Exercise directions —
Could you restate the entries word for word, without the images?

Stored records —
——————————

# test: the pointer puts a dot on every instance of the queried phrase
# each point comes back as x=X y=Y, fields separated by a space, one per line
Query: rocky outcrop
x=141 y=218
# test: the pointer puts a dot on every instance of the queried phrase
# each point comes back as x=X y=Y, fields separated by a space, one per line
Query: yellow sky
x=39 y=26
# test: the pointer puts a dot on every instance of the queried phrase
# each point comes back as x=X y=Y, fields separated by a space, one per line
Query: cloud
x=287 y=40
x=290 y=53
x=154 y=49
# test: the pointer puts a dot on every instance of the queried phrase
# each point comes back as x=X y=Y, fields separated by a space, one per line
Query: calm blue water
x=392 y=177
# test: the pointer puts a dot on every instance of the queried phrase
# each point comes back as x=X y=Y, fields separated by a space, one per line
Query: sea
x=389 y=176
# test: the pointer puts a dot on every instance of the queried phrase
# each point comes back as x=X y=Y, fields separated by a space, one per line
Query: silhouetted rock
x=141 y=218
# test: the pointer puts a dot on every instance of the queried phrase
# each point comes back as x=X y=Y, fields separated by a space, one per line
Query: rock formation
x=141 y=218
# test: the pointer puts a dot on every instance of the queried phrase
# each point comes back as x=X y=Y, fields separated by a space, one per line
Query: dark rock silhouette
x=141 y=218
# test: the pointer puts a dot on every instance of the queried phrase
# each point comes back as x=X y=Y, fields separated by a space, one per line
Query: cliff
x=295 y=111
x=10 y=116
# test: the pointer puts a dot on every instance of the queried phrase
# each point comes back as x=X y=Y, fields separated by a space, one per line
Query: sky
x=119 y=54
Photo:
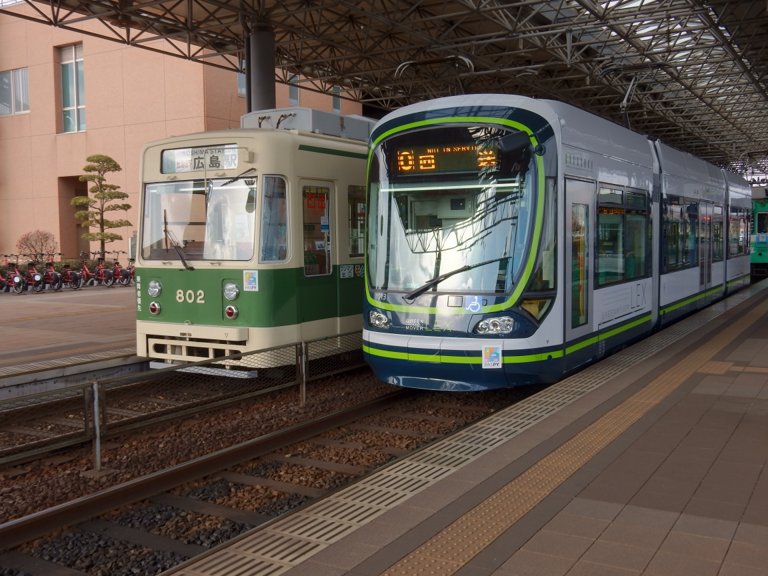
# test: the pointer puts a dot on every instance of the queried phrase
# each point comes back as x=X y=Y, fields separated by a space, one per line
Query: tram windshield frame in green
x=454 y=207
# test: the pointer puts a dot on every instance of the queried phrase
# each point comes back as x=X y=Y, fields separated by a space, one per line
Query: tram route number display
x=444 y=159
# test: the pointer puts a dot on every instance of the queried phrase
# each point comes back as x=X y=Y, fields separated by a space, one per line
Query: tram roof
x=693 y=73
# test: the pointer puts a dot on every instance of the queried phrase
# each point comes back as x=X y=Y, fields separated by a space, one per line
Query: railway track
x=154 y=522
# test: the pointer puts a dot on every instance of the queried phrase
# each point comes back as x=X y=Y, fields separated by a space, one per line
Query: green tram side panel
x=759 y=254
x=277 y=297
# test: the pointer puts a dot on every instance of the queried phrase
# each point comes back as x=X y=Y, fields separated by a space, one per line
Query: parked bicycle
x=100 y=276
x=51 y=278
x=69 y=277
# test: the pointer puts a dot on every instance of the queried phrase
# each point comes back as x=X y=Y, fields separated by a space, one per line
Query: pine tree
x=101 y=199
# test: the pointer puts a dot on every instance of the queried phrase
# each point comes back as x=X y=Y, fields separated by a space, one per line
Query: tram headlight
x=154 y=288
x=498 y=325
x=231 y=291
x=377 y=319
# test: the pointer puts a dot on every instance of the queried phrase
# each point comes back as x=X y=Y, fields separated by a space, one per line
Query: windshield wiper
x=169 y=238
x=437 y=279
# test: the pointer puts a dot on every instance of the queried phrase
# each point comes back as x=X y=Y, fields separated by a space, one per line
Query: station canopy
x=693 y=73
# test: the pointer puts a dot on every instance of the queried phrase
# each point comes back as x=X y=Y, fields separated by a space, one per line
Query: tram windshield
x=199 y=220
x=450 y=209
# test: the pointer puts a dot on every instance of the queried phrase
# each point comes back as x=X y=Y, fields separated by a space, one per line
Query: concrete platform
x=651 y=462
x=51 y=330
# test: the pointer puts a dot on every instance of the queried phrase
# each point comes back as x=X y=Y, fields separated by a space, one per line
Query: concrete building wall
x=132 y=96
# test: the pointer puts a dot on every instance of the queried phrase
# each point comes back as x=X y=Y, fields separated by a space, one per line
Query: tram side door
x=317 y=293
x=705 y=245
x=579 y=258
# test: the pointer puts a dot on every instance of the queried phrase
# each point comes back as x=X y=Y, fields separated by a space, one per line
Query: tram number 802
x=190 y=296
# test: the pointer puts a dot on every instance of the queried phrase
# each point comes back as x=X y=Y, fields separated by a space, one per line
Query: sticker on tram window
x=346 y=271
x=492 y=356
x=251 y=280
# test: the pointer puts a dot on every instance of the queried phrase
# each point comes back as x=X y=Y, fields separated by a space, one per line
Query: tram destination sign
x=444 y=158
x=199 y=159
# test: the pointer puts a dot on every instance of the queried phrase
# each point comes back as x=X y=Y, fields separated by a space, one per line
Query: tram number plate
x=190 y=296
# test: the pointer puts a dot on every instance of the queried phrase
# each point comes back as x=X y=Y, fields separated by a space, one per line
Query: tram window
x=762 y=223
x=356 y=207
x=681 y=233
x=623 y=237
x=737 y=232
x=273 y=220
x=579 y=267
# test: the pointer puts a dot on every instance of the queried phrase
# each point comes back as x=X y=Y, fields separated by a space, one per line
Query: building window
x=14 y=92
x=241 y=80
x=293 y=90
x=72 y=88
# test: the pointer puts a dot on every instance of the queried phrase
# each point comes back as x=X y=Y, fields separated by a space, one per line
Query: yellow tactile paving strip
x=457 y=544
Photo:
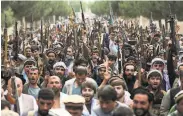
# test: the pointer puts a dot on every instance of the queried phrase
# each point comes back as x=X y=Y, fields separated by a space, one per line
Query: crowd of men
x=93 y=69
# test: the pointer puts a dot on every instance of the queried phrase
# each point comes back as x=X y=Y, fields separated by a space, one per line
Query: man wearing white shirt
x=55 y=84
x=26 y=102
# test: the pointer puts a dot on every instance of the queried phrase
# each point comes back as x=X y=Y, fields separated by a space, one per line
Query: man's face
x=36 y=53
x=69 y=52
x=88 y=94
x=101 y=72
x=27 y=67
x=95 y=56
x=59 y=71
x=141 y=104
x=51 y=56
x=55 y=84
x=154 y=81
x=44 y=106
x=129 y=71
x=80 y=78
x=19 y=86
x=28 y=52
x=33 y=76
x=74 y=111
x=120 y=91
x=107 y=106
x=158 y=66
x=180 y=107
x=111 y=62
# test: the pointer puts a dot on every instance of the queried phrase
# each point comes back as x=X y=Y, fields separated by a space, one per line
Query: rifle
x=16 y=44
x=119 y=57
x=139 y=56
x=164 y=33
x=15 y=94
x=6 y=42
x=31 y=26
x=83 y=17
x=172 y=34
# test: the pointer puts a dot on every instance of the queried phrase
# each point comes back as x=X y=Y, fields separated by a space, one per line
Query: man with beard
x=107 y=97
x=112 y=63
x=88 y=91
x=32 y=87
x=99 y=77
x=60 y=70
x=48 y=68
x=36 y=54
x=168 y=99
x=55 y=84
x=142 y=101
x=159 y=64
x=28 y=52
x=27 y=65
x=130 y=79
x=73 y=86
x=74 y=104
x=45 y=102
x=69 y=59
x=179 y=105
x=123 y=95
x=154 y=81
x=94 y=59
x=26 y=102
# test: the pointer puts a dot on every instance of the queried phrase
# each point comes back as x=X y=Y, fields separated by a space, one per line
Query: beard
x=56 y=90
x=43 y=112
x=140 y=111
x=88 y=98
x=51 y=61
x=68 y=57
x=120 y=95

——————————

Exercise result —
# test: the pointer puts a dot on every instance of the queried phrase
# each point comes back as x=X y=Y, fields separated by a space, one per line
Query: rocky outcrop
x=141 y=218
# test: the pointer puts a dot on every instance of the queried phrase
# each point comes back as x=X y=Y, fields separated by a space, one per line
Query: yellow sky
x=39 y=26
# test: the pointer puts a dot on every instance of the queried phrase
# each point comes back as x=X y=Y, fields separated by a space, one per line
Query: cloud
x=287 y=40
x=290 y=53
x=154 y=49
# test: the pointer puts a dot on every instance of the queried phrase
# each point comes back as x=X y=Y, fields separated by a space, one per line
Query: calm blue water
x=392 y=177
# test: the pointer puts a dot on every instance of the queried phrase
# each point comes back as x=X y=Y, fields separated by a space, one per line
Query: sea
x=389 y=176
# test: the pointer puts a dot on every instance of the queried phrase
# each point comes back as x=X y=Y, fields separated by a space, one per line
Query: silhouetted rock
x=141 y=218
# test: the pointer puts a dot on every instance of the queried phrase
# each point comes back as x=X y=Y, fields separated by a space, one per line
Query: rock formation
x=141 y=218
# test: the pointer puts a dot on every instance of the queried phrase
# each point comes back as x=X y=Y, fields separated by a space, one per line
Query: dark rock silhouette
x=141 y=218
# test: the pointer puts a dot on every instance of the queried phrase
# each point comes back as x=X y=Y, fields separated by a space, one per line
Query: cliff
x=295 y=111
x=10 y=116
# test: the pointer puts a dot on every instance of the queried phrase
# each point comes back as x=X y=Y, fields separated by a space, one per line
Query: sky
x=119 y=54
Photo:
# test: the pointer puts a dot on every instance of the queried phrase
# each point comes back as x=X y=Y, fields separated by a space, one per line
Query: tram windshield frame in green
x=454 y=207
# test: the pointer puts a dot on every instance of the queried phrase
# each point comes back as x=X y=Y, fields separated by a space, one per line
Query: tram route number display
x=444 y=159
# test: the pointer puts a dot on every instance of the queried phrase
# each point comes back as x=X y=Y, fields separated by a space, one per line
Query: tram roof
x=693 y=73
# test: the pointer puts a dot on every instance of the queried phrase
# each point comes back as x=X y=Y, fields separated by a space, one per line
Query: railway track
x=154 y=522
# test: the pointer puts a dot on every instance of the queried phrase
# each point comes back as x=X y=Y, fields separated by a space, one per line
Query: green tram side panel
x=759 y=254
x=277 y=297
# test: the pointer puts a dot on every instance of the queried phrase
# each point comes back as x=X y=Y, fields separated by a space, one per line
Query: parked bicycle
x=100 y=276
x=51 y=278
x=69 y=277
# test: the pointer puts a dot on every instance of the queried phrase
# each point comes back as x=X y=Y, fields separated by a space, one per line
Query: pine tree
x=101 y=199
# test: the pointer puts a dot on every instance of the queried phrase
# each point comes back as x=X y=Y, fields separated by a space, one per line
Query: tram headlight
x=154 y=288
x=498 y=325
x=231 y=291
x=377 y=319
# test: the pointer puts a dot on every instance of the queried phrase
# each point comes back as x=X y=Y, fields separated by a space, one per line
Query: windshield wiper
x=169 y=238
x=437 y=279
# test: the pointer puts a dot on every instance of the queried phrase
# each point comes back as x=X y=Y, fields separated by a space, one per line
Query: station canopy
x=693 y=73
# test: the pointer puts a dot on every instance of the queried phrase
# each point comes back as x=X y=Y, fields separated by a space, one per line
Query: tram windshield
x=199 y=220
x=450 y=209
# test: the pointer puts a dot on every instance of the queried phrase
# each point comes back as x=X y=Y, fields separated by a space, one per line
Query: concrete platform
x=651 y=462
x=51 y=330
# test: the pointer puts a dot on every instance of the queried phrase
# each point comes back as x=X y=Y, fields separated by a space, one per line
Query: concrete building wall
x=132 y=96
# test: the pointer puts a dot on every instance of the queried phrase
# each point comes back as x=X y=Y, fields separated by a space, one per line
Query: tram side door
x=317 y=293
x=705 y=245
x=579 y=258
# test: the pointer puts a dot on every instance of the queried phrase
# each point comes back as x=X y=Y, fields separated by a space, one per line
Query: tram number 802
x=190 y=296
# test: the pointer puts a dot on every instance of the queried phrase
# each point comes back as x=X y=Y, fields separated by a space, one per line
Query: sticker on tram window
x=346 y=271
x=492 y=356
x=251 y=280
# test: the pointer puts a dot on every instance of the queried phrase
# each point comes back as x=X y=Y, fields separated by a space, one per line
Query: tram destination sign
x=444 y=158
x=199 y=159
# test: the pointer puts a dot on every instance of the queried phrase
# each point comes back as x=X y=Y, fields separated by a space, one per line
Query: tram number plate
x=190 y=296
# test: the pointer puts a dot on every instance of the queried phrase
# each point comes back as x=X y=Y, fields separated by a space, one per line
Query: tram window
x=762 y=223
x=356 y=207
x=681 y=233
x=623 y=237
x=737 y=232
x=273 y=220
x=579 y=267
# test: the pointer puts a dot on every instance of the queried phrase
# each point comes back as x=X y=Y, fields separated by a space, one per line
Query: building window
x=14 y=92
x=241 y=80
x=293 y=90
x=72 y=88
# test: the pointer puts a dot on every instance of the queried phrase
# each point comes back as x=X y=Y, fields separated by a space, one per line
Query: yellow tactile paving strip
x=457 y=544
Photo:
# test: the pointer puts a dot on every instance of the queried phrase
# each point comes back as x=X y=Y, fields separated by a space, one per line
Query: crowd of men
x=93 y=69
# test: the pointer puts a dot on every instance of the queried phrase
# each point comes back as x=X y=Y, fields separated by a space, one per line
Query: man wearing white shirt
x=55 y=84
x=26 y=102
# test: the pointer puts a dot on every instance of the queried phrase
# each point comes back as x=X y=Y, fields separated by a space, one per line
Query: man's face
x=36 y=53
x=69 y=52
x=88 y=94
x=101 y=72
x=27 y=67
x=95 y=56
x=59 y=71
x=141 y=104
x=51 y=56
x=55 y=84
x=154 y=81
x=44 y=106
x=129 y=71
x=80 y=78
x=19 y=86
x=28 y=52
x=33 y=76
x=74 y=111
x=120 y=91
x=107 y=106
x=158 y=66
x=180 y=107
x=111 y=62
# test: the pointer puts a dot on every instance of the queried phrase
# each point comes back as x=X y=Y, fields separated by a space, one per line
Query: rifle
x=16 y=44
x=119 y=57
x=139 y=56
x=164 y=33
x=15 y=94
x=6 y=42
x=31 y=26
x=83 y=17
x=172 y=34
# test: the pointer puts a dot on every instance of the queried phrase
# each point comes back as x=X y=Y, fields separated by a space, one per line
Query: man with beard
x=107 y=97
x=112 y=63
x=88 y=91
x=32 y=87
x=99 y=77
x=60 y=70
x=48 y=68
x=36 y=54
x=168 y=99
x=55 y=84
x=142 y=101
x=159 y=64
x=28 y=52
x=27 y=65
x=130 y=79
x=73 y=86
x=74 y=104
x=45 y=102
x=69 y=59
x=179 y=105
x=123 y=95
x=154 y=81
x=94 y=59
x=26 y=102
# test: the pointer puts a dot on every instance of the queried phrase
# each point comes back as x=X y=Y, fields separated by a space, one per line
Query: beard
x=56 y=90
x=43 y=112
x=140 y=111
x=88 y=98
x=51 y=61
x=68 y=57
x=120 y=95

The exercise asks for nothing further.